··· Data records ···

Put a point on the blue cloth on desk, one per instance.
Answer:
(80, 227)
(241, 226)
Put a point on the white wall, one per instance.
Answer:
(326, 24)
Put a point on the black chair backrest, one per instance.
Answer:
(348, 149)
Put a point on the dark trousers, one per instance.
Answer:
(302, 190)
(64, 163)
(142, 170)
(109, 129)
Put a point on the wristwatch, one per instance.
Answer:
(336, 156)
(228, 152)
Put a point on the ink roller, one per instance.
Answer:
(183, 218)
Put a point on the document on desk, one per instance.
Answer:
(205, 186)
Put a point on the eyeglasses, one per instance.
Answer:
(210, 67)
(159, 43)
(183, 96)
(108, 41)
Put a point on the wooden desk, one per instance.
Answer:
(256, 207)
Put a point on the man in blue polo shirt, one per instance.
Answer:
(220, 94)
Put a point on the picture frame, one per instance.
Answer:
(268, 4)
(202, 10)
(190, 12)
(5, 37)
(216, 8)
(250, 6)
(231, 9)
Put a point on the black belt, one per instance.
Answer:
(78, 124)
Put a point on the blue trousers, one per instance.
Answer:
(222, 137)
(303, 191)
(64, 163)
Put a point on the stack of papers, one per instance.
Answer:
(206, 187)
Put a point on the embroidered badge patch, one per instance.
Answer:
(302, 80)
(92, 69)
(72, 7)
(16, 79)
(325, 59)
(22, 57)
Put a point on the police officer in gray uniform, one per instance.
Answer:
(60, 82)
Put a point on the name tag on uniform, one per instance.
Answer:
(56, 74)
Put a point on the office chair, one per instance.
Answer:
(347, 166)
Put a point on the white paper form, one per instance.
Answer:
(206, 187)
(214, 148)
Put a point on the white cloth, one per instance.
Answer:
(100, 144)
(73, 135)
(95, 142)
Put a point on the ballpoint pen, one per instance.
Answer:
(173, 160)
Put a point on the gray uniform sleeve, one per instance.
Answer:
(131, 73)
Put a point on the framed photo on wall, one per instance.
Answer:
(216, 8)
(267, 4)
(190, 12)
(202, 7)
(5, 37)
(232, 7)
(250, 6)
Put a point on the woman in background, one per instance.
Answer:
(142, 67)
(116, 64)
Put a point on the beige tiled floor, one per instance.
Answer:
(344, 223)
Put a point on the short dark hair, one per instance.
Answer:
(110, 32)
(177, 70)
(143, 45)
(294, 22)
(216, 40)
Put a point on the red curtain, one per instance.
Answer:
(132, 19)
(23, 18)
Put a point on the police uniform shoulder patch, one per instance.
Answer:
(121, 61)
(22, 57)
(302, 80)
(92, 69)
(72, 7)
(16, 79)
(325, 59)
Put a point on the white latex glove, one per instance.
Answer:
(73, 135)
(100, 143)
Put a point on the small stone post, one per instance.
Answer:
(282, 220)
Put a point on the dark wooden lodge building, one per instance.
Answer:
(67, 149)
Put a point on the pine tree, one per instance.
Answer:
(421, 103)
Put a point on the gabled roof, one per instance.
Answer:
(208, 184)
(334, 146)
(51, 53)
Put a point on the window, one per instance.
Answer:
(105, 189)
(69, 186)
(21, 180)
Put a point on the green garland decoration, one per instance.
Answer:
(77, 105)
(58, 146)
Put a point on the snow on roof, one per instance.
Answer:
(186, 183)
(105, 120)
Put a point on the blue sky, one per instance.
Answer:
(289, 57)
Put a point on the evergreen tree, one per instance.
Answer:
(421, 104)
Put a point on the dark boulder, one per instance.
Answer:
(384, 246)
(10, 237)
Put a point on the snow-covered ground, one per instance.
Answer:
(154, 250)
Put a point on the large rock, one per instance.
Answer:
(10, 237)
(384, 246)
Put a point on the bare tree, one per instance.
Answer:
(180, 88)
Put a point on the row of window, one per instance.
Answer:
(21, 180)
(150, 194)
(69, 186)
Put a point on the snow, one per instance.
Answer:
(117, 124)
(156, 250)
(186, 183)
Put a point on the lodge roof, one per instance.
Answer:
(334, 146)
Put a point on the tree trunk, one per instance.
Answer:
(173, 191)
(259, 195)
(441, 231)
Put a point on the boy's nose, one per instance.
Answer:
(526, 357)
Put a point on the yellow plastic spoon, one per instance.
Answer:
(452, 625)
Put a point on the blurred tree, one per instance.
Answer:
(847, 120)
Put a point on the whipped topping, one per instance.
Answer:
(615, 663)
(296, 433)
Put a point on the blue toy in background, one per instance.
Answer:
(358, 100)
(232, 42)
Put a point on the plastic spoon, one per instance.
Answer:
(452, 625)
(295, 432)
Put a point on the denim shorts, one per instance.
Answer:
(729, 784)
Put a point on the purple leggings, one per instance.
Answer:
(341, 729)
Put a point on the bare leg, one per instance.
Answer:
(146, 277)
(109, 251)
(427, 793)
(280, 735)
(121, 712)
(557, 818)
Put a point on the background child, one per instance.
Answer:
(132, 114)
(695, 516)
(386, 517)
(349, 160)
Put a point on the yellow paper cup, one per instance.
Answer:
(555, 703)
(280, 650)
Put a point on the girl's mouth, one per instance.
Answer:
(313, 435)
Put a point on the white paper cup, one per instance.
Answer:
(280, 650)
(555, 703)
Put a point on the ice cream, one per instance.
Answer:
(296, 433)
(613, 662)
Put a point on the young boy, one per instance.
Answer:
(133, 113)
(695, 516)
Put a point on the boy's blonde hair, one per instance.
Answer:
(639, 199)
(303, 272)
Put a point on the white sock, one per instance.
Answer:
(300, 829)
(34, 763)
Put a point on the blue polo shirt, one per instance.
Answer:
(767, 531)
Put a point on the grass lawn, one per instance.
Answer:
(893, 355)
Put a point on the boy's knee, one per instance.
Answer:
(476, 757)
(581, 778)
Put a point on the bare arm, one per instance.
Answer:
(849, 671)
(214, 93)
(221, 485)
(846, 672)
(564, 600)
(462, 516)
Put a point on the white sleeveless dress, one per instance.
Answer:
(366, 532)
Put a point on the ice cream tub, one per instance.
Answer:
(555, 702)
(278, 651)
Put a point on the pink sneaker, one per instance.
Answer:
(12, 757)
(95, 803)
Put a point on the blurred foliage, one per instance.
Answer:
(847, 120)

···

■ What to produce:
An exact, complete copy of the lines above from the one with "Put a point on the boy's knee, one" through the one with "Put a point on the white sleeveless" is the whole answer.

■ Solution:
Put a point on the boy's knee, one per instance.
Answer:
(476, 757)
(581, 778)
Put a point on the bare arm, one per instance.
Answer:
(849, 671)
(214, 93)
(221, 485)
(846, 672)
(564, 600)
(462, 516)
Put a point on the white sleeveless dress, one per instance.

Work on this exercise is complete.